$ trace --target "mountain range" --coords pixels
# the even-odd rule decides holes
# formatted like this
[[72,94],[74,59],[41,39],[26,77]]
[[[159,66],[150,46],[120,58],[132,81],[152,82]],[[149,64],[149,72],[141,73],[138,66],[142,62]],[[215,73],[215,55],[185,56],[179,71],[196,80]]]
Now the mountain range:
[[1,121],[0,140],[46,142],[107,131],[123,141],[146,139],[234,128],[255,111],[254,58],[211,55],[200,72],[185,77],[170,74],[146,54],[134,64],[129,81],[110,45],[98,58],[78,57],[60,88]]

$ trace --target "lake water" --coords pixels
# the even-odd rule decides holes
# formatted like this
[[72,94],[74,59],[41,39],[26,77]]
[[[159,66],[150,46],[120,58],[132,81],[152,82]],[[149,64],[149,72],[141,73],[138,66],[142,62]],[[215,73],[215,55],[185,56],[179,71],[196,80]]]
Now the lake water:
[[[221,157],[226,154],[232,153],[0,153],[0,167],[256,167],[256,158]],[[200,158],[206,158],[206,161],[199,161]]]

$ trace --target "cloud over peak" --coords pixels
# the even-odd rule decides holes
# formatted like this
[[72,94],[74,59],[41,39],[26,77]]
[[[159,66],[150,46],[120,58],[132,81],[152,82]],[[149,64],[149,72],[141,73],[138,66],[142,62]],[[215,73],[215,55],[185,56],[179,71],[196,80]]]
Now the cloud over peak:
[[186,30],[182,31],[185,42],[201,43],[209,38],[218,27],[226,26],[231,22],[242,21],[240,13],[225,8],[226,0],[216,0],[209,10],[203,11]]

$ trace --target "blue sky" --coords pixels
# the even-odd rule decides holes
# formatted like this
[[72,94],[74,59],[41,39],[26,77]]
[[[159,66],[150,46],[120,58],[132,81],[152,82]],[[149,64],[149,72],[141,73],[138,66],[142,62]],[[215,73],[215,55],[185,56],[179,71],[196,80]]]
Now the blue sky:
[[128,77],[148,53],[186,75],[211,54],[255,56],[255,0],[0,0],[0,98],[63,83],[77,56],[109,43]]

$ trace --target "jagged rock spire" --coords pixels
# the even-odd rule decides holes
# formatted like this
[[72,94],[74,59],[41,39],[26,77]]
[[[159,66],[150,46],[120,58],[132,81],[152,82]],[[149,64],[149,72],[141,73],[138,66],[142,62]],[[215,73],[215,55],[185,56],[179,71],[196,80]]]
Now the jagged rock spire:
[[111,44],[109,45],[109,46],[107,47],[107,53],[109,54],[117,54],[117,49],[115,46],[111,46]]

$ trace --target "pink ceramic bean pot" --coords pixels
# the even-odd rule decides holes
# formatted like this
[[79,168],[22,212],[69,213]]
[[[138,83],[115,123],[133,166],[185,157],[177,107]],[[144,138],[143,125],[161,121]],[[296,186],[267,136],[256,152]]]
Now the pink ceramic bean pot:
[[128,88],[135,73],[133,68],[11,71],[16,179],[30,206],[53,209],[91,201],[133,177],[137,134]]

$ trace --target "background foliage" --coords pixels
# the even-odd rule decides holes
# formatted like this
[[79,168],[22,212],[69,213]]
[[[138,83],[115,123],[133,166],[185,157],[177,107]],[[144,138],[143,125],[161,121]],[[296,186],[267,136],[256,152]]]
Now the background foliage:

_ _ _ _

- **JOB**
How many lines of the records above contain the string "cloud"? Reply with the number only.

- **FINAL RESULT**
2